ASSIGNMENT 1: In the text on thanksgiving below, condense the paragraph beginning "Making a conscious effort to stop in the shambles" into a short bulleted list that keeps its main points.
ASSIGNMENT 2: Extend the text on thanksgiving below, picking up after its final sentence.

Momentum in the Midst of a Mess

Whether we are referring to the Thanksgiving holiday or the attitude of thanksgiving, selflessness is found right in the name. In this increasingly self-centered world, it is a breath of fresh air to intentionally focus on being grateful and to give thanks to God for His countless blessings.

Thanksgiving is uncomplicated when life is rolling along just how we pictured it. For example, when our Thanksgiving table is set with matching linens, our turkey is roasted to a perfect golden-brown, and our family is seated around a table with smiles on their faces as conversation abounds about faith, family, friends, and food, giving thanks is easily in the forefront of our minds.

But what about when our personal lives are right smack-dab in the midst of a mess? Maybe that is when we make the life-changing (yes, I said life-changing) decision that we are going to make sure that the attitude of thanksgiving will take place right smack-dab in the midst of that mess?

Making a conscious effort to stop in the shambles and halt in the havoc and say, “Thank you,” to our faithful God who refuses to forsake us is sometimes a difficult thing to do. But it is a valuable thing to do. It refocuses our eyes, minds, and hearts on the fact that the size of our mess is minuscule compared to the size of our God. It is often the necessary step to keep us moving in a forward motion into the peace that God offers, instead of backwards into a place of anger or despair.

(Stored entries)
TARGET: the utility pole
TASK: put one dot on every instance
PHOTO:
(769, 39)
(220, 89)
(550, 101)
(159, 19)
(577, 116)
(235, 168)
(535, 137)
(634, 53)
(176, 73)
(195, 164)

EXPECTED OUTPUT 1:
- Deliberately pausing amid chaos to thank a faithful God who will not forsake us is sometimes difficult, but it is valuable.
- It refocuses our eyes, minds, and hearts on the fact that our mess is minuscule compared to God.
- It is often the necessary step that moves us forward into God's peace rather than backward into anger or despair.

EXPECTED OUTPUT 2:
When we are in the midst of any type of mess; financial emergencies, a cancer diagnosis, family feuds, or broken relationships, if we are consumed by thoughts of, “Why me, why now, why aren’t You there, God?” we will remain at a standstill or even take a step back in our faith life. Thanking God for blessings and the fact that He is going to help us through it, evidenced by the fact that He has been faithful since day one, is a much better mode for our mind to operate in. It strengthens our faith, and it brings honor to God!

Recently, we were heading to an open spot on the arena bleachers to watch our oldest son’s basketball game. Our second son was walking behind me. I was looking up at the action on the floor and unfortunately was not aware of an object on the floor in my path. Boom. Suddenly, I was on the floor and many thoughts rushed through my mind, including “How embarrassing, how embarrassing, and yes, how embarrassing.” My middle name is not Grace, and I have had some missteps in my life; more than I would like to admit. But somehow, this one made me want to find a magic door that would lead me back in time to a few seconds before when I would have plainly seen any objects in my path and avoided an embarrassing situation.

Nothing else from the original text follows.